*PASSAGE PROVIDED:*
= David Lindsay, 8th Earl of Crawford =

David Lindsay, 8th Earl of Crawford (died 27 November 1542) was the son of Alexander Lindsay, 7th Earl of Crawford. He was a member of Clan Lindsay, a Scottish Lowland clan. He married Elizabeth Hay, daughter of William Hay, 3rd Earl of Erroll.

==Succession and penalty==
His son, Alexander Lindsay, Master of Crawford, the "Wicked Master", tried to kill his father in 1537, and so was disinherited and died in 1542. The 8th Earl chose who would succeed him to the Earldom of Crawford – David Lindsay of Edzell, a distant cousin who was descended from the 3rd Earl. James V set a penalty of 100,000 merks for this transaction, so that earldom would come back to the crown. The 9th Earl, Lindsay of Edzell, then chose to leave the earldom, not to his own sons, but to the son of the Wicked Master of Crawford, another David Lindsay. So the 8th earl's grandson became Master of Crawford in 1546. A modern historian Jamie Cameron argued that this outcome was envisaged by James V when he set the penalty, so that the heirs of the Wicked Master were not excluded from the earldom. The sequence of events and size of the penalty has been used by other writers as evidence of the greed of James V and Regent Arran.

*RECORDS SUPPLIED:*
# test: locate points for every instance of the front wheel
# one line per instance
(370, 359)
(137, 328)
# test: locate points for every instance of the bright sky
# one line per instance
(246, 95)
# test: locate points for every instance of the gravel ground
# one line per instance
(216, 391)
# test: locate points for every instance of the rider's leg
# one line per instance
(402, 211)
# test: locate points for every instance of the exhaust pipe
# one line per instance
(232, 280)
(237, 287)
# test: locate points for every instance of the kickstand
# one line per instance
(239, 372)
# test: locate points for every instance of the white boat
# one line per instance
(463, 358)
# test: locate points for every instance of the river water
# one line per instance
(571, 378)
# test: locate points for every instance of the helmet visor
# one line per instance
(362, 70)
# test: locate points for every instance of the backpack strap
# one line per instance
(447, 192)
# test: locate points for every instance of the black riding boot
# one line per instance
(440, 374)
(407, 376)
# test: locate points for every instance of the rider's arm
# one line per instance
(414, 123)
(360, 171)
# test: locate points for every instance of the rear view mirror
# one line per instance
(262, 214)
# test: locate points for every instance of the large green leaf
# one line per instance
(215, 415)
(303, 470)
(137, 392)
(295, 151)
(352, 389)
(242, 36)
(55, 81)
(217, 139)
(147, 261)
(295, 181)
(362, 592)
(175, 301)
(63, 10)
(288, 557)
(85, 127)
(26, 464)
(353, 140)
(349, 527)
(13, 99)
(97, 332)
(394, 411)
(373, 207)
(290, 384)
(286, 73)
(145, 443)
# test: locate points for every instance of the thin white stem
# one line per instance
* * *
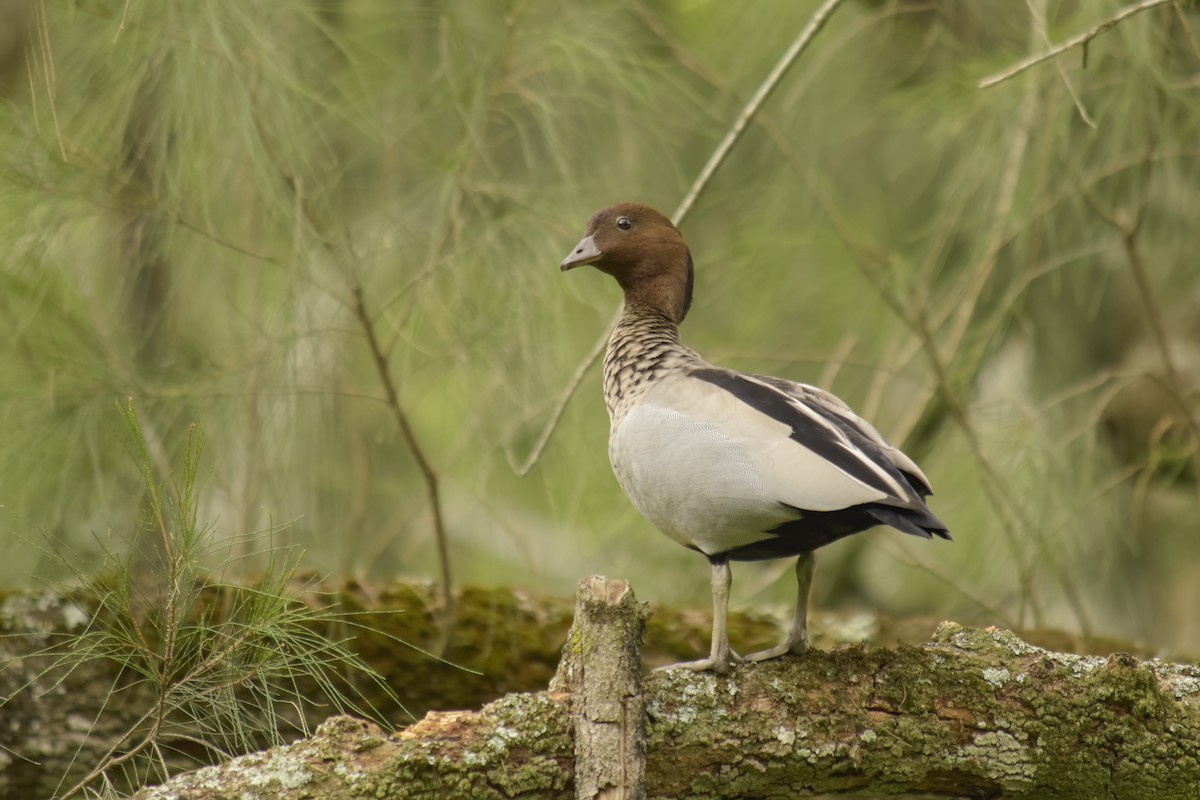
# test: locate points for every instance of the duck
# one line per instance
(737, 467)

*STATED GOAL:*
Extract the portion of the passage on the 8th Earl of Crawford starting with "David Lindsay, 8th Earl of Crawford (died" and going on through "Earl of Erroll.".

*EXERCISE ANSWER:*
David Lindsay, 8th Earl of Crawford (died 27 November 1542) was the son of Alexander Lindsay, 7th Earl of Crawford. He was a member of Clan Lindsay, a Scottish Lowland clan. He married Elizabeth Hay, daughter of William Hay, 3rd Earl of Erroll.